TASK BRIEF:
Reproduce the items below verbatim, beginning at the line that contains "Identify every distant shoreline" and continuing through the last line of the items, with both ends included.

Coordinate annotation items:
---+---

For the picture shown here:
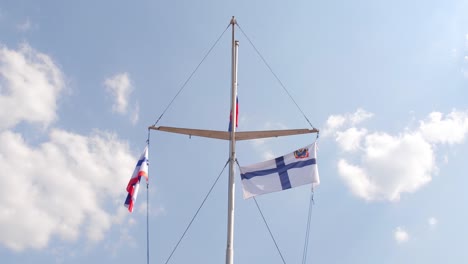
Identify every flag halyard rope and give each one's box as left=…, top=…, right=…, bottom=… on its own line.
left=153, top=23, right=231, bottom=126
left=236, top=159, right=286, bottom=264
left=302, top=189, right=314, bottom=264
left=237, top=23, right=315, bottom=128
left=164, top=159, right=229, bottom=264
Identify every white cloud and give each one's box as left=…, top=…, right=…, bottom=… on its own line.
left=322, top=108, right=374, bottom=137
left=0, top=130, right=134, bottom=250
left=0, top=44, right=64, bottom=130
left=427, top=217, right=439, bottom=228
left=393, top=227, right=410, bottom=243
left=329, top=110, right=468, bottom=201
left=0, top=45, right=139, bottom=251
left=419, top=110, right=468, bottom=144
left=336, top=127, right=367, bottom=152
left=104, top=72, right=133, bottom=114
left=16, top=18, right=31, bottom=32
left=130, top=103, right=140, bottom=125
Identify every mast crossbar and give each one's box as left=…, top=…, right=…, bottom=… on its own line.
left=149, top=126, right=319, bottom=141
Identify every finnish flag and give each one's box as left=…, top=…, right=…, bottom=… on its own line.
left=240, top=143, right=320, bottom=199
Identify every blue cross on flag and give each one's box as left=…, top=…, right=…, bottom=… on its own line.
left=240, top=143, right=320, bottom=199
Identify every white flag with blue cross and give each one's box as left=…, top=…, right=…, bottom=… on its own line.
left=240, top=143, right=320, bottom=199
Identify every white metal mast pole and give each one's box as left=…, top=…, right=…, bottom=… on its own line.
left=226, top=17, right=239, bottom=264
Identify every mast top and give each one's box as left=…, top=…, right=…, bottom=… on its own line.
left=231, top=16, right=237, bottom=25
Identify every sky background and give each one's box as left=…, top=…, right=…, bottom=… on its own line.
left=0, top=0, right=468, bottom=264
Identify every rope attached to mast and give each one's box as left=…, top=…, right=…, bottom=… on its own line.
left=237, top=23, right=315, bottom=128
left=164, top=160, right=229, bottom=264
left=146, top=128, right=151, bottom=264
left=153, top=23, right=231, bottom=126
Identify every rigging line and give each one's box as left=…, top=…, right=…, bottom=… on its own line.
left=236, top=159, right=286, bottom=264
left=237, top=23, right=315, bottom=128
left=153, top=24, right=231, bottom=126
left=165, top=160, right=229, bottom=264
left=302, top=189, right=314, bottom=264
left=146, top=128, right=150, bottom=264
left=253, top=197, right=286, bottom=264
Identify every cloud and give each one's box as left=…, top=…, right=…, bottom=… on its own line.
left=130, top=103, right=140, bottom=125
left=322, top=108, right=374, bottom=137
left=104, top=72, right=133, bottom=114
left=0, top=44, right=135, bottom=251
left=393, top=227, right=410, bottom=243
left=0, top=129, right=134, bottom=250
left=0, top=44, right=64, bottom=130
left=16, top=18, right=31, bottom=32
left=419, top=111, right=468, bottom=144
left=427, top=217, right=439, bottom=228
left=327, top=110, right=468, bottom=201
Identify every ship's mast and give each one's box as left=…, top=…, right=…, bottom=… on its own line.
left=148, top=17, right=319, bottom=264
left=226, top=17, right=239, bottom=264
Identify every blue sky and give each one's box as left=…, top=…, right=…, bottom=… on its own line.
left=0, top=0, right=468, bottom=264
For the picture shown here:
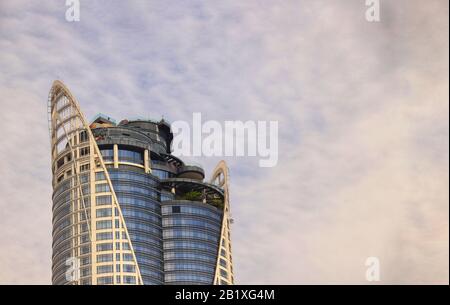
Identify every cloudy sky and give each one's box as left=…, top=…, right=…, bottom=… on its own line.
left=0, top=0, right=449, bottom=284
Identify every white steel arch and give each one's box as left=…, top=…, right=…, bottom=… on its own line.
left=48, top=80, right=143, bottom=284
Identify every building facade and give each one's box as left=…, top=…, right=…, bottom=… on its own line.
left=48, top=81, right=234, bottom=285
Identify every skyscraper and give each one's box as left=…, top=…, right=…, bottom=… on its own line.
left=48, top=81, right=234, bottom=285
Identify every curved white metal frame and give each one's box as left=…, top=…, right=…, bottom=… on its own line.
left=48, top=80, right=143, bottom=284
left=211, top=160, right=234, bottom=285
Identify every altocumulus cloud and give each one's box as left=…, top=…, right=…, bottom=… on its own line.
left=0, top=0, right=449, bottom=283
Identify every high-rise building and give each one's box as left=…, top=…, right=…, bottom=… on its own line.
left=48, top=81, right=234, bottom=285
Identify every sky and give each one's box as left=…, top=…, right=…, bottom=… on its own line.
left=0, top=0, right=449, bottom=284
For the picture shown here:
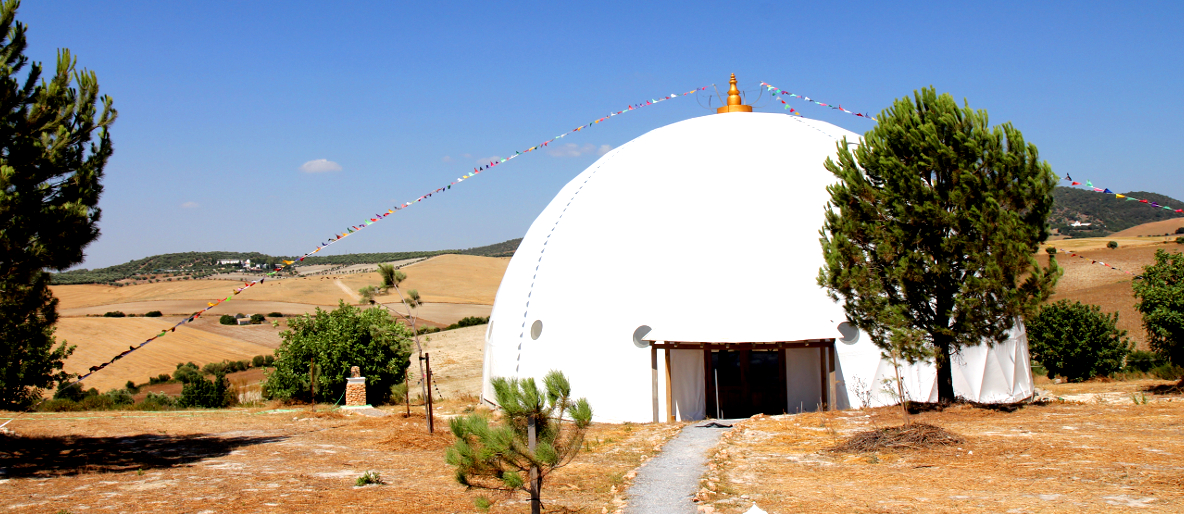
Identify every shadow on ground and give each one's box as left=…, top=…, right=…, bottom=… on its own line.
left=0, top=433, right=287, bottom=477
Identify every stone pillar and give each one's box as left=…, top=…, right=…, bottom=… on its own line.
left=346, top=366, right=366, bottom=406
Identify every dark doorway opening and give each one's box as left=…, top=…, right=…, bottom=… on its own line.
left=708, top=349, right=786, bottom=418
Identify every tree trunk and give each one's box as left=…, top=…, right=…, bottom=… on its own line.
left=933, top=335, right=955, bottom=404
left=527, top=415, right=542, bottom=514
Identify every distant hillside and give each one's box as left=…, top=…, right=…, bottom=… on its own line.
left=1048, top=187, right=1184, bottom=237
left=53, top=238, right=522, bottom=284
left=461, top=237, right=522, bottom=257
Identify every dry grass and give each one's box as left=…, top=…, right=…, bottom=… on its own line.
left=1037, top=238, right=1182, bottom=349
left=1112, top=218, right=1184, bottom=239
left=57, top=317, right=272, bottom=391
left=830, top=423, right=963, bottom=454
left=0, top=407, right=676, bottom=513
left=700, top=383, right=1184, bottom=513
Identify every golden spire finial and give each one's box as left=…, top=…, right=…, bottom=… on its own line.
left=715, top=73, right=752, bottom=114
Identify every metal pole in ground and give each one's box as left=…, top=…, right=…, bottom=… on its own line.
left=424, top=353, right=436, bottom=433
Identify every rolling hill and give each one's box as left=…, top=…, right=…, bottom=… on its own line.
left=1048, top=187, right=1184, bottom=237
left=53, top=238, right=522, bottom=284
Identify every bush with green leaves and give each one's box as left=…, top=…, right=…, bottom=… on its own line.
left=444, top=371, right=592, bottom=513
left=1027, top=300, right=1134, bottom=381
left=1126, top=349, right=1166, bottom=373
left=445, top=316, right=489, bottom=330
left=263, top=302, right=411, bottom=405
left=103, top=390, right=136, bottom=407
left=173, top=362, right=201, bottom=384
left=176, top=373, right=237, bottom=409
left=1131, top=250, right=1184, bottom=366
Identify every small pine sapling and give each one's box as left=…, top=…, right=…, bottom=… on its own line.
left=445, top=371, right=592, bottom=514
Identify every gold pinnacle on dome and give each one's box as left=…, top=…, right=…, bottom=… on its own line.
left=715, top=73, right=752, bottom=114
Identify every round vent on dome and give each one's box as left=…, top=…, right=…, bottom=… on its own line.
left=633, top=325, right=652, bottom=348
left=838, top=321, right=860, bottom=345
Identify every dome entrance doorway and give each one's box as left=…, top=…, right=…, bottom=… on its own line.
left=650, top=339, right=837, bottom=422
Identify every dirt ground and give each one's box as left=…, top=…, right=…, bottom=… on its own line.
left=408, top=325, right=489, bottom=401
left=700, top=381, right=1184, bottom=513
left=0, top=406, right=677, bottom=513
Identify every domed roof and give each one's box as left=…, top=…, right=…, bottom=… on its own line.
left=485, top=113, right=860, bottom=416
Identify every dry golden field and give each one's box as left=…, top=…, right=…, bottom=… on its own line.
left=1111, top=218, right=1184, bottom=239
left=44, top=256, right=509, bottom=391
left=700, top=381, right=1184, bottom=514
left=57, top=317, right=274, bottom=391
left=1037, top=238, right=1184, bottom=349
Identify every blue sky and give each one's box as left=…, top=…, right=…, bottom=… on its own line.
left=18, top=0, right=1184, bottom=268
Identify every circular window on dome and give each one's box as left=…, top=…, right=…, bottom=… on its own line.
left=838, top=321, right=860, bottom=345
left=633, top=325, right=652, bottom=348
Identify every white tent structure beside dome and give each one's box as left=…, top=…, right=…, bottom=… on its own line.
left=482, top=80, right=1032, bottom=422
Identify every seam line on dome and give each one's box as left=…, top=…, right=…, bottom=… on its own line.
left=514, top=148, right=620, bottom=374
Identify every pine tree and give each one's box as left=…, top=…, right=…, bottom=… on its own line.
left=0, top=0, right=116, bottom=409
left=818, top=88, right=1061, bottom=401
left=445, top=371, right=592, bottom=513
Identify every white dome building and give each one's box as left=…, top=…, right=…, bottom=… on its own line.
left=482, top=77, right=1032, bottom=422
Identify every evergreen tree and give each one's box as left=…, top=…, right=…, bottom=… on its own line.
left=444, top=371, right=592, bottom=514
left=1131, top=250, right=1184, bottom=366
left=0, top=0, right=116, bottom=409
left=818, top=88, right=1061, bottom=401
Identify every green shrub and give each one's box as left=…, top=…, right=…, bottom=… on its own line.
left=173, top=362, right=201, bottom=384
left=103, top=390, right=136, bottom=407
left=354, top=471, right=382, bottom=487
left=1126, top=349, right=1166, bottom=373
left=78, top=394, right=115, bottom=411
left=391, top=381, right=407, bottom=404
left=1131, top=250, right=1184, bottom=366
left=134, top=392, right=176, bottom=411
left=37, top=398, right=83, bottom=412
left=1027, top=300, right=1134, bottom=381
left=176, top=373, right=234, bottom=409
left=263, top=302, right=411, bottom=405
left=445, top=316, right=489, bottom=330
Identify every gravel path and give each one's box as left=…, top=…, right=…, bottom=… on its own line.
left=625, top=422, right=732, bottom=514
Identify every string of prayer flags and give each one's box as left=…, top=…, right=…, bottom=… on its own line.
left=1061, top=173, right=1184, bottom=214
left=760, top=82, right=877, bottom=121
left=62, top=84, right=714, bottom=385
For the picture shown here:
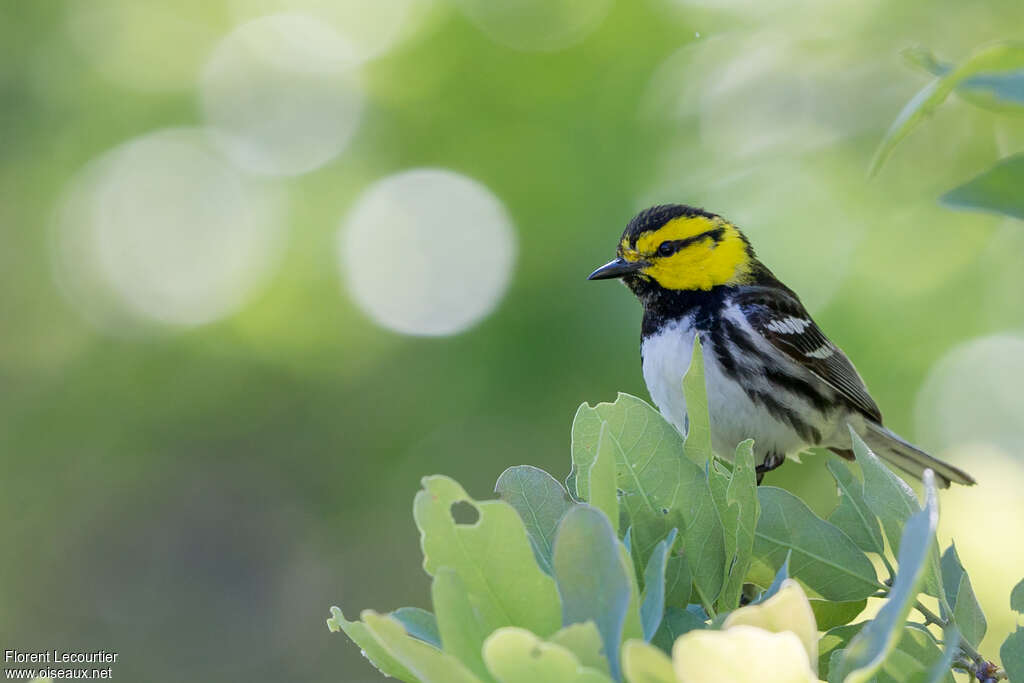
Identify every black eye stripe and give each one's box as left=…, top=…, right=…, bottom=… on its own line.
left=657, top=227, right=725, bottom=256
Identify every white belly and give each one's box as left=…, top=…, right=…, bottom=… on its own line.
left=641, top=318, right=809, bottom=463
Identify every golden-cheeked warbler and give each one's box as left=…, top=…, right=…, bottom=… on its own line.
left=589, top=204, right=974, bottom=486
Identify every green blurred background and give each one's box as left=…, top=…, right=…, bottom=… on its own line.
left=6, top=0, right=1024, bottom=681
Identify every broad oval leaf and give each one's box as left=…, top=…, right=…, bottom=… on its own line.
left=754, top=486, right=883, bottom=601
left=495, top=465, right=572, bottom=574
left=841, top=470, right=939, bottom=683
left=553, top=505, right=632, bottom=679
left=413, top=476, right=561, bottom=636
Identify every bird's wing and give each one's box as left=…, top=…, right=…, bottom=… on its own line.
left=734, top=286, right=882, bottom=424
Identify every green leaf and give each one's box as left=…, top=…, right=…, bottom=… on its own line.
left=850, top=429, right=946, bottom=603
left=640, top=529, right=677, bottom=642
left=587, top=422, right=618, bottom=537
left=754, top=486, right=880, bottom=601
left=939, top=154, right=1024, bottom=220
left=391, top=607, right=441, bottom=648
left=650, top=606, right=708, bottom=654
left=942, top=545, right=988, bottom=647
left=430, top=567, right=492, bottom=681
left=818, top=623, right=864, bottom=681
left=869, top=42, right=1024, bottom=175
left=842, top=470, right=939, bottom=683
left=1010, top=579, right=1024, bottom=614
left=811, top=598, right=867, bottom=631
left=327, top=607, right=421, bottom=683
left=902, top=47, right=1024, bottom=114
left=825, top=458, right=886, bottom=555
left=552, top=505, right=632, bottom=679
left=572, top=393, right=725, bottom=605
left=413, top=476, right=561, bottom=636
left=495, top=465, right=572, bottom=574
left=483, top=628, right=611, bottom=683
left=999, top=627, right=1024, bottom=681
left=718, top=439, right=761, bottom=611
left=548, top=622, right=609, bottom=674
left=623, top=640, right=676, bottom=683
left=683, top=335, right=714, bottom=469
left=359, top=609, right=479, bottom=683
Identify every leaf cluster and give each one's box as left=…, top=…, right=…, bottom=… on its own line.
left=328, top=344, right=1024, bottom=683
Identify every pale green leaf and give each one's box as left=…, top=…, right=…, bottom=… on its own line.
left=483, top=628, right=611, bottom=683
left=430, top=567, right=492, bottom=681
left=754, top=486, right=880, bottom=601
left=939, top=154, right=1024, bottom=220
left=842, top=470, right=939, bottom=683
left=359, top=609, right=480, bottom=683
left=413, top=476, right=561, bottom=636
left=623, top=640, right=676, bottom=683
left=850, top=429, right=946, bottom=603
left=554, top=505, right=632, bottom=679
left=683, top=335, right=714, bottom=469
left=587, top=422, right=618, bottom=536
left=327, top=607, right=421, bottom=683
left=870, top=41, right=1024, bottom=174
left=495, top=465, right=572, bottom=574
left=391, top=607, right=441, bottom=647
left=640, top=529, right=676, bottom=642
left=548, top=622, right=610, bottom=674
left=825, top=458, right=886, bottom=555
left=942, top=545, right=988, bottom=647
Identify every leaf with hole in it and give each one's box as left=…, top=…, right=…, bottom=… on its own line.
left=811, top=598, right=867, bottom=631
left=623, top=640, right=676, bottom=683
left=359, top=609, right=479, bottom=683
left=942, top=545, right=988, bottom=647
left=553, top=505, right=632, bottom=679
left=483, top=627, right=611, bottom=683
left=683, top=335, right=714, bottom=469
left=869, top=41, right=1024, bottom=175
left=825, top=458, right=886, bottom=555
left=754, top=486, right=880, bottom=601
left=548, top=622, right=610, bottom=674
left=413, top=476, right=561, bottom=636
left=640, top=529, right=676, bottom=642
left=901, top=47, right=1024, bottom=114
left=850, top=429, right=946, bottom=603
left=430, top=567, right=492, bottom=681
left=587, top=422, right=618, bottom=536
left=495, top=465, right=572, bottom=574
left=842, top=470, right=939, bottom=683
left=939, top=154, right=1024, bottom=220
left=650, top=606, right=708, bottom=654
left=391, top=607, right=441, bottom=647
left=327, top=607, right=421, bottom=683
left=572, top=393, right=725, bottom=605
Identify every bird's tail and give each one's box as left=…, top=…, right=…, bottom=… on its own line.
left=862, top=420, right=977, bottom=488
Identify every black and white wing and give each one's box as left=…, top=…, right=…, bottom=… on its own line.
left=733, top=286, right=882, bottom=423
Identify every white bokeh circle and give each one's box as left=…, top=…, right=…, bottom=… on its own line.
left=339, top=169, right=516, bottom=336
left=52, top=129, right=284, bottom=333
left=456, top=0, right=614, bottom=52
left=200, top=14, right=364, bottom=176
left=914, top=334, right=1024, bottom=459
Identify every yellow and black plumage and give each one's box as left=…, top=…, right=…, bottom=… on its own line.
left=590, top=204, right=974, bottom=486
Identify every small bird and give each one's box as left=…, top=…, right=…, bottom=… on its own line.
left=588, top=204, right=975, bottom=487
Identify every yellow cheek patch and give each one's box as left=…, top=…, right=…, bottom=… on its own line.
left=636, top=216, right=725, bottom=255
left=643, top=219, right=752, bottom=290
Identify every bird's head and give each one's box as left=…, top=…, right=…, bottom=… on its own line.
left=588, top=204, right=756, bottom=295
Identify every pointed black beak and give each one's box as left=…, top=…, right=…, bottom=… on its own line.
left=587, top=258, right=647, bottom=280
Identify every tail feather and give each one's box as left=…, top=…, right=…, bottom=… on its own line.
left=861, top=421, right=977, bottom=488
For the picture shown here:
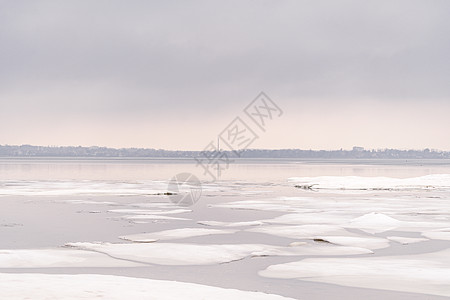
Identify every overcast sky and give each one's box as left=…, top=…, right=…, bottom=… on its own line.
left=0, top=0, right=450, bottom=150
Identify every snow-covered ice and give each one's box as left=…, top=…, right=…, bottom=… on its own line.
left=120, top=228, right=236, bottom=243
left=0, top=273, right=292, bottom=300
left=259, top=249, right=450, bottom=297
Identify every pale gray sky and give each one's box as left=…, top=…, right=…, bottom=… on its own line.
left=0, top=0, right=450, bottom=150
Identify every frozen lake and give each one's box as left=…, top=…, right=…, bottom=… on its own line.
left=0, top=158, right=450, bottom=299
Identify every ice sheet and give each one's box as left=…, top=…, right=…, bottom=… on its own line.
left=289, top=174, right=450, bottom=191
left=259, top=249, right=450, bottom=297
left=120, top=228, right=237, bottom=243
left=0, top=273, right=290, bottom=300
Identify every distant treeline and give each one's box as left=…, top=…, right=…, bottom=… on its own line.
left=0, top=145, right=450, bottom=159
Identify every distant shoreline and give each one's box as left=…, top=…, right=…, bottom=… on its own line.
left=0, top=145, right=450, bottom=160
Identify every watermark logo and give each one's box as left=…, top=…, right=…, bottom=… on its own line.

---+---

THE COMPLETED TASK:
Identify every distant shoreline and give each one's box as left=…, top=…, right=…, bottom=… on its own line.
left=0, top=145, right=450, bottom=160
Identify every watermark logo and give each one's box as left=…, top=…, right=…, bottom=… on its own line.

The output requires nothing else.